Énoncé de la tâche: Rédigez la suite du texte consacré à l'agriculteur contraint de cesser son activité, en reprenant juste après sa dernière phrase.
== Texte fourni
Suivent des mois très difficiles. " Aller voir les parents et leur dire qu’il faut que j’arrête. » Affronter les fournisseurs, " le garagiste, l’artisan et l’entrepreneur du coin, ceux avec qui on tisse des liens, d’amitié souvent. » Commencer les premières démarches pour vendre cheptel et bâtiments. Continuer à se lever le matin malgré " le dégoût de travailler pour rien. Je me suis aidé comme je pouvais, avec mes amis, mon réseau. Je suis allé voir un psy. Il ne faut rien négliger, sauf les cachets ". Classieux, le salarié avec lequel il travaillait depuis 24 ans, " a démissionné. Un mec super. Il a retrouvé tout de suite du boulot".
C’est lors d’un entretien avec le conseiller en gestion de la chambre d’agriculture que Claude Legoff lui suggère de suivre la formation " Continuer ou se reconvertir ". " Je m’y suis inscrit. J’étais dans l’optique de cesser mon activité mais je n’avais aucune idée de la manière dont ça allait pouvoir se faire. " Trois jours en immersion totale. " C’est comme un séminaire, on était 12. Il y a une réelle cohésion de groupe ", raconte-t-il, convaincu de l’utilité de la démarche, même " si c’est dur. J’étais sans doute le pire au niveau financier mais quand la santé ou des histoires de mésentente s’en mêlent… ". Des récits de vies " qui obligent à relativiser sa situation ". La vertu de la parole, " c’est ça qui fait du bien. " Une rencontre avec un travailleur social est organisée. Un bilan de compétences est ébauché. " On a l’impression de ne rien savoir faire quand on est dans le trou. Mais pour être agriculteur, il faut savoir faire tellement de choses. " Il y a l’accès à de très nombreuses informations, financières, juridiques et sociales, et " toutes les démarches à entreprendre, dont celle d’aller voir un homme de loi. J’ai eu le nom d’un avocat rennais spécialiste du droit rural. Quand on l’a rencontré, on l’a quitté enfin soulagés, avec une ligne directrice. Je pouvais me reposer sur quelqu’un ». La procédure de sauvegarde judiciaire est lancée par l’avocat et le plan prononcé par le tribunal.
====
== Enregistrements extraits
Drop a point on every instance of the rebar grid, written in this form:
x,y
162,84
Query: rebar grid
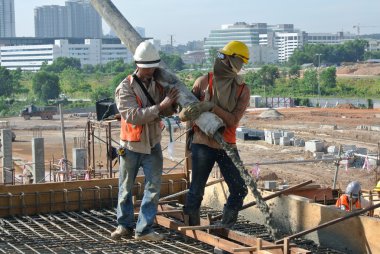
x,y
84,232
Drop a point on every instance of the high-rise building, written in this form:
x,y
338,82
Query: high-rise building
x,y
240,31
83,19
7,18
76,19
89,51
51,21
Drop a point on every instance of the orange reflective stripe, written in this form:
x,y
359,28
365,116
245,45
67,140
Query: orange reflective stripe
x,y
128,131
230,132
343,200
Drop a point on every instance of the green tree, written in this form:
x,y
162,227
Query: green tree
x,y
310,82
268,75
294,71
174,62
62,63
70,80
6,82
115,66
350,51
372,55
327,79
101,93
45,86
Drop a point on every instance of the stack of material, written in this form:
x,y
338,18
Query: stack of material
x,y
271,114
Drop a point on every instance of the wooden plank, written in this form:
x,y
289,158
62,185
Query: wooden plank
x,y
73,196
200,235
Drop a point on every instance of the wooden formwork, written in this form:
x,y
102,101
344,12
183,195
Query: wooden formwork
x,y
75,196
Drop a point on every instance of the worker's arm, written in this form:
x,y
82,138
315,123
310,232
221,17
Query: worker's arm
x,y
129,109
232,118
200,86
====
Réponse:
Depuis mars 2017, Romuald Le Strat a retrouvé du travail dans un lycée agricole où il accompagne le responsable d’exploitation sur 50 % de son temps et, pour le reste, " j’enseigne à des CAP, à des élèves en seconde et terminale. Quand j’ai des questions, j’explique et ne cache rien ", affirme cet homme qui a gardé contact avec les membres de sa session " Continuer ou se reconvertir ", sa " tribu ". Et c’est pour témoigner de son parcours qu’il y est revenu, en mars 2017. " En un an, beaucoup de choses avaient changé ", sans rien omettre d’un parcours difficile. En décembre, la liquidation de l’EARL devait être définitivement close, la dette apurée. Le couple n’a pas explosé, la maison est conservée. Bien loin d’un happy end pour autant. S’il dit aller mieux, il estime qu’il faut, " si possible, se faire aider. La formation m’a beaucoup aidé. Il faut y être prêt ".